— Start of Supplied data —

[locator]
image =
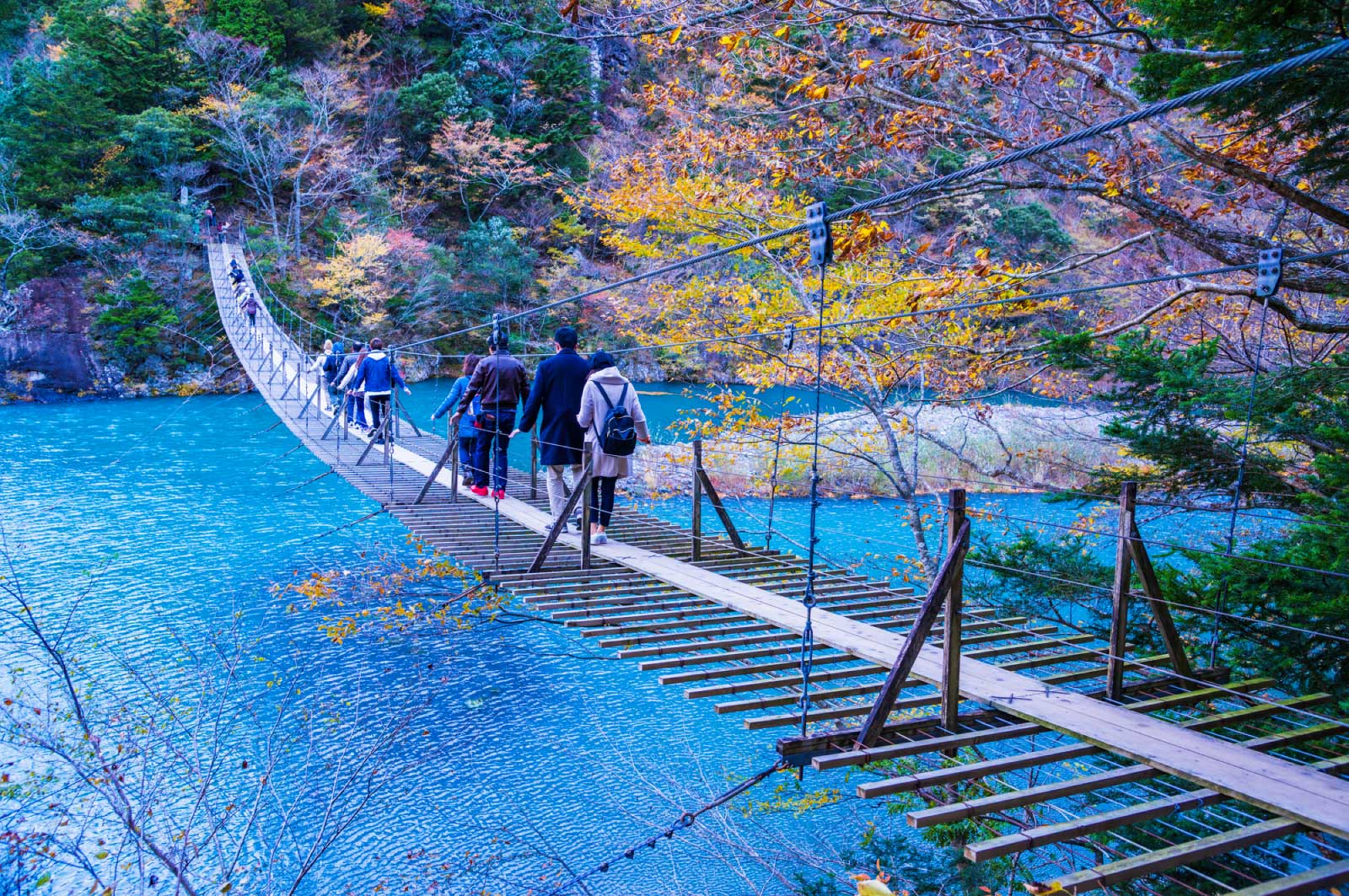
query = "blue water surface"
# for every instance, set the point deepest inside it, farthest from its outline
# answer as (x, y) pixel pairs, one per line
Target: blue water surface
(169, 517)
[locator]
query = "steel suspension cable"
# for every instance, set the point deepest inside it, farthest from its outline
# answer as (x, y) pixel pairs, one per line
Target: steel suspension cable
(948, 180)
(1236, 487)
(777, 442)
(809, 599)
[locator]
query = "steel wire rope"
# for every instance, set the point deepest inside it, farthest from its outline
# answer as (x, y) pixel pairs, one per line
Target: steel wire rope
(1097, 532)
(954, 177)
(788, 341)
(964, 307)
(1241, 474)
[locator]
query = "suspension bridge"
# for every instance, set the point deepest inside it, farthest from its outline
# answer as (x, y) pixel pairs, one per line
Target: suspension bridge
(1131, 768)
(1104, 768)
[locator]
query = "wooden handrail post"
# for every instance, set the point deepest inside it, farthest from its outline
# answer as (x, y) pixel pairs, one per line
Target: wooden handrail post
(954, 601)
(586, 521)
(698, 500)
(1120, 594)
(451, 451)
(533, 464)
(452, 436)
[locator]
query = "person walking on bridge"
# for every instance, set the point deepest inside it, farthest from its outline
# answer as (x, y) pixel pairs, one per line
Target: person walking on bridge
(323, 361)
(355, 402)
(499, 384)
(556, 397)
(378, 375)
(251, 308)
(613, 420)
(467, 424)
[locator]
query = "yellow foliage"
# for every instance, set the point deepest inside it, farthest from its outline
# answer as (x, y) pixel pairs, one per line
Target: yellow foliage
(355, 278)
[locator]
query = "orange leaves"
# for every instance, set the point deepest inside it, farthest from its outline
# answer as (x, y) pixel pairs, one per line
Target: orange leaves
(863, 236)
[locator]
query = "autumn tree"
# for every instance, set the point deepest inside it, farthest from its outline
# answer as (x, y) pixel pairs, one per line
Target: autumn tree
(352, 282)
(483, 166)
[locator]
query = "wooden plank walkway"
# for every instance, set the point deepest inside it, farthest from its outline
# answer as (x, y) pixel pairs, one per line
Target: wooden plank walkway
(730, 621)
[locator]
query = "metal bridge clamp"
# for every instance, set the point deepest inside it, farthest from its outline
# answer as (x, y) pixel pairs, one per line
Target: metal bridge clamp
(1268, 271)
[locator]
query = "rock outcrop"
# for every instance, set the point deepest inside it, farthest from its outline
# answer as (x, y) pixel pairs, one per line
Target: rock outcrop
(45, 351)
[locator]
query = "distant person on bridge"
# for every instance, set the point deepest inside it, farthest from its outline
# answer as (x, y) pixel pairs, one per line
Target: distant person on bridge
(613, 420)
(378, 375)
(467, 424)
(557, 395)
(332, 372)
(499, 384)
(251, 307)
(355, 402)
(323, 362)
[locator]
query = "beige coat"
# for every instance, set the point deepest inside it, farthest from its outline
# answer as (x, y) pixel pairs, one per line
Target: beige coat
(594, 409)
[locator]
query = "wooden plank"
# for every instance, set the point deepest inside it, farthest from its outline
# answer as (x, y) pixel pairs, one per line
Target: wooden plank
(1085, 784)
(1301, 884)
(1097, 822)
(1187, 853)
(937, 777)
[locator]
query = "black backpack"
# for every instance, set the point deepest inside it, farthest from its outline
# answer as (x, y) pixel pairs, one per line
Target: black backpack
(618, 433)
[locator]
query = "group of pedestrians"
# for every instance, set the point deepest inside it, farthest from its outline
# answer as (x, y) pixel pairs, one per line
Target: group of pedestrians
(361, 384)
(584, 408)
(245, 294)
(213, 229)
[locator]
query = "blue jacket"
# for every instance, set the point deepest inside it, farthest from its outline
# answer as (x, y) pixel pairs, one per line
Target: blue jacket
(378, 374)
(557, 394)
(456, 394)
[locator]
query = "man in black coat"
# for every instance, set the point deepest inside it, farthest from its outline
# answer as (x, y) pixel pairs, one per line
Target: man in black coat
(556, 397)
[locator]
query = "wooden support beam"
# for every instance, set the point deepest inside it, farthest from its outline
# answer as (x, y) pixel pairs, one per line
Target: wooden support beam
(938, 777)
(1164, 860)
(451, 449)
(1120, 594)
(721, 509)
(1302, 884)
(1160, 609)
(914, 644)
(957, 536)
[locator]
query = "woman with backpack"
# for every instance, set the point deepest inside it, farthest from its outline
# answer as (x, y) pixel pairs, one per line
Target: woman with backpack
(467, 424)
(321, 363)
(611, 416)
(251, 307)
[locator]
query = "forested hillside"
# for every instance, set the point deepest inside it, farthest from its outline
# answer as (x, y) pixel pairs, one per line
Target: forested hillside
(408, 169)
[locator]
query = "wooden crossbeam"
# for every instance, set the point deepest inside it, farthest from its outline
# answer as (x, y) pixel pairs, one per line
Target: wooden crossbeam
(914, 646)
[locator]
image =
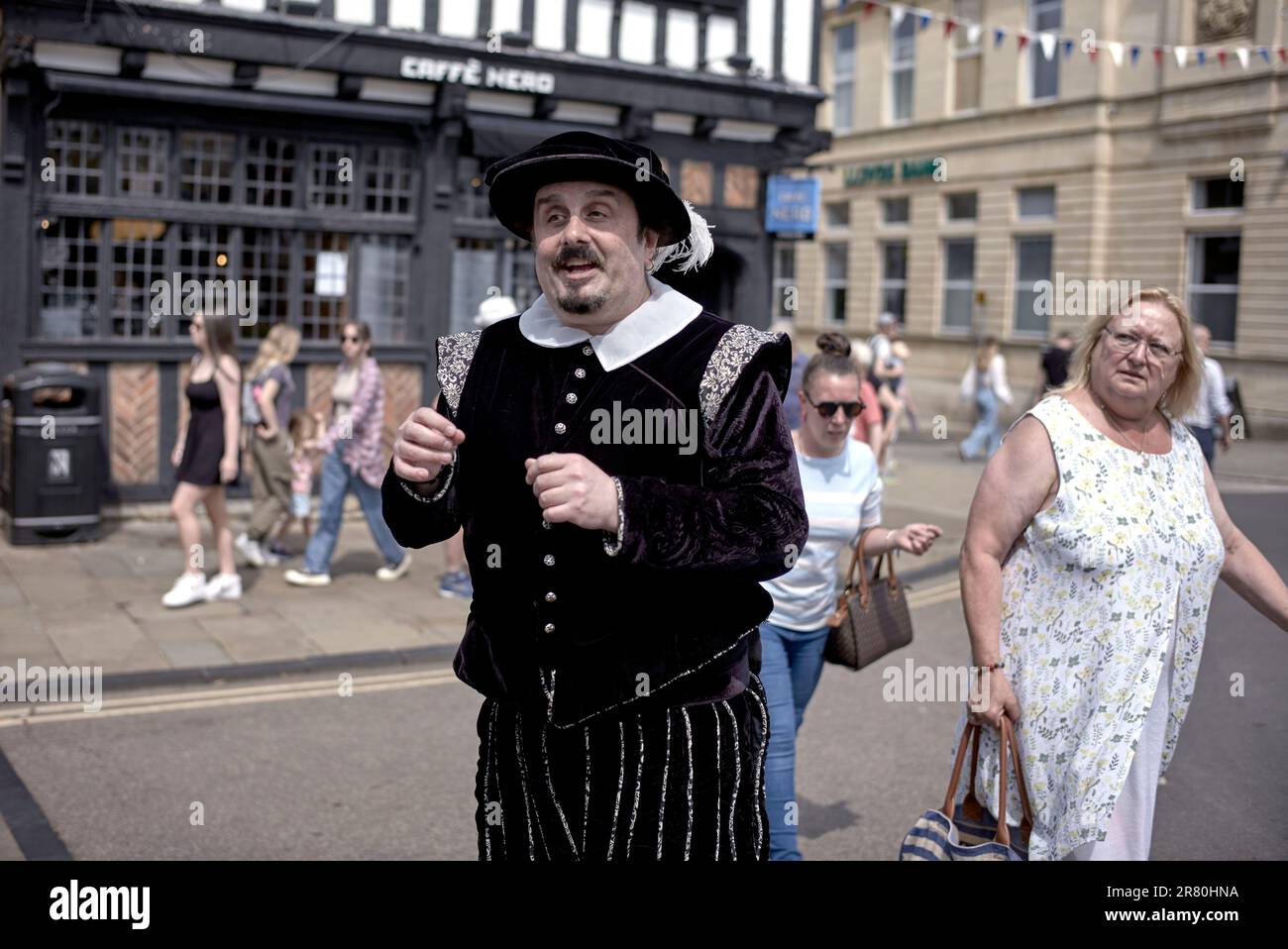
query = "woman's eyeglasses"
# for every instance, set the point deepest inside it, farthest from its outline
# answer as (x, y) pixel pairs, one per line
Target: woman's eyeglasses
(828, 408)
(1127, 343)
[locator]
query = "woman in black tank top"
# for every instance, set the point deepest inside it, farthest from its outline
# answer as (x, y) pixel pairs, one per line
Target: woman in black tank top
(205, 460)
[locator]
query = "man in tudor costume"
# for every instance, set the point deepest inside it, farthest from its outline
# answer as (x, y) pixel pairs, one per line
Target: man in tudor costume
(616, 582)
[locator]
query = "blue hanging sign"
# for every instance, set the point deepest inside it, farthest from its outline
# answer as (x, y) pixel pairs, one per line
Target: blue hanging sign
(791, 205)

— End of Supplied data —

# What the task asks
Set down every line of the records above without any change, leaving out the pictures.

# Correct output
[locator]
image =
query = "blue water surface"
# for every instance, set the point deepest inside it, farthest from its outline
# answer as (x, y) pixel pairs, one per line
Target: blue water surface
(169, 517)
[locator]
query = "steel suspension cable"
# for every instance, set the point deepest inside it, farthest from its outline
# answer as (x, y) pixel pairs, one per line
Target: steel suspension cable
(948, 180)
(1236, 487)
(777, 442)
(809, 599)
[locator]
query = "steel wire rope"
# for every instance, set the point deepest inside it, farthest from its outline
# answer as (x, y) pixel pairs, one per line
Target: steel wire rope
(1097, 532)
(954, 177)
(788, 341)
(964, 307)
(1241, 474)
[locator]
query = "suspension bridge"
# for every instance, set the point deepest inside it, farthest from its outline
# answer as (x, y) pixel pairs, one per line
Target: suspension bridge
(1131, 768)
(1104, 768)
[locator]
query = "wooden handrail post"
# for every instance, set the point deepest inside it, farthest from its outline
# answer as (x, y) pixel pairs, one per line
Target: wooden handrail post
(954, 601)
(586, 521)
(698, 500)
(1120, 594)
(451, 451)
(533, 464)
(452, 436)
[locator]
query = "person walking on bridge"
# for every instance, set the point deepest inside it, farthest from its outline
# answer as (x, y) pixel pairs, one per line
Target: person walking on bridge
(323, 361)
(355, 402)
(499, 384)
(556, 397)
(378, 375)
(251, 308)
(613, 420)
(467, 424)
[locator]
query = "yellow foliage"
# for every instance, set the point deepest inside it, farthest from its outline
# answer as (x, y) pixel pairs, one per line
Target: yellow foliage
(355, 278)
[locator]
query = "orange leaves"
# for every instance, set the point deepest inside it, farthest from its outline
# answer as (x, y) pixel pairs, one per line
Target: orange leaves
(863, 236)
[locator]
query = "autumn tree"
# for every instance, set the point deepest inside it, farthest from its outline
# answer as (x, y) pixel pairs, one per line
Target: autumn tree
(352, 282)
(483, 166)
[locator]
query = "wooden plank walkway"
# for every instance, set the point deepest inside it, farthest from its outline
# answer as (x, y) pixel pairs, one per line
Target: wooden plank walkway
(730, 621)
[locator]
query = "metal bridge clamp"
# for every instance, set the point deepest inside it, farthest from its outline
# answer as (x, y) pixel pairs, one per line
Target: metal bridge clamp
(1268, 271)
[locator]
query = "rock outcrop"
# for every instance, set the point deepest inside it, farthest from its outline
# answer as (x, y) pixel pairs, one per line
Target: rock outcrop
(45, 351)
[locator]
query = "distant person on bridge"
# for every instance, set the point deepest inside it, farthest from its outline
# answer as (x, y) pixel pairs, one per line
Target: distant person on bridge
(613, 420)
(378, 375)
(467, 424)
(557, 395)
(332, 372)
(499, 384)
(251, 307)
(355, 402)
(323, 362)
[locator]
query = "beige coat"
# for every instance, set the point deepest inside it, farthest from its outline
# answer as (x, y) pixel pairs, one per line
Target: beige coat
(594, 409)
[locator]
query = "wooden plank"
# for every instance, set the point deepest inside it, farthest from its outline
# answer as (x, y) pixel pairs, one per line
Target: wooden plank
(1085, 784)
(1301, 884)
(1097, 822)
(1187, 853)
(937, 777)
[locator]
query = "black backpack"
# for every instance, set the point deepest inside it, farthest from its outline
# answer as (x, y) pixel pairs, one per line
Target: black backpack
(618, 433)
[locator]
query = "group of pedestrians"
# for every instance, set the point deepest inside it, farthest from its outline
# answer as (x, y) pixel pairs, one per line
Target: group of pedestrians
(361, 384)
(584, 408)
(245, 294)
(213, 229)
[locator]
query = "blue jacket"
# for every instance, set the point deepest inside it, farthest from its outline
# answer as (x, y) pixel pairs, one per line
Target: blue jacket
(378, 374)
(557, 394)
(456, 394)
[locator]
query = "man in black coat"
# for every instance, set the point deepest inside it, farthest from its outline
# answer as (x, y) pixel pairs, one per line
Target: man in black coat
(556, 397)
[locator]
query = "wooden support beam"
# for every instance, set the point deepest inside it, farthest from its outline
# answer as (x, y) pixel pairs, one per line
Target: wooden support beam
(938, 777)
(1164, 860)
(451, 449)
(1120, 594)
(721, 509)
(1302, 884)
(1160, 609)
(914, 644)
(957, 536)
[locator]
query = "woman with backpack"
# for every instance, set the point deepest inside it, farthest from its outline
# answer as (x, y) pixel pairs, one per line
Target: woman with backpack
(467, 424)
(321, 363)
(611, 416)
(251, 307)
[locator]
query = "forested hillside"
# for every instance, set the point deepest inside it, farthest from its outline
# answer as (x, y) pixel pairs, one per line
Target: forested hillside
(408, 169)
[locator]
query = "wooden crossbeam"
# for every instance, set the point deepest inside it, farthest from its outline
# answer as (x, y) pixel pairs, one per line
Target: wooden crossbeam
(914, 646)
[locator]
image =
query = "woman's eyeglasses"
# for every instance, set the point deepest inside it, farthest from its outline
# answer as (x, y) pixel pairs, one per line
Target: woman's eyeglasses
(828, 408)
(1127, 343)
[locator]
query = "woman in black tank top"
# for every instance, set the point deepest inside it, farthest from its outline
# answer as (x, y) pixel pairs, one per line
Target: woman in black tank top
(205, 460)
[locator]
query = "man in tudor costume"
# for every instance, set the point deepest inside it, farthest from its outline
# answer as (x, y) pixel pairs, one per line
Target: man in tudor costume
(616, 582)
[locator]
query = "blue hanging sign"
# for every instance, set the point deepest inside it, farthest from its outline
# answer as (x, y) pixel pairs, one per line
Target: blue hanging sign
(791, 205)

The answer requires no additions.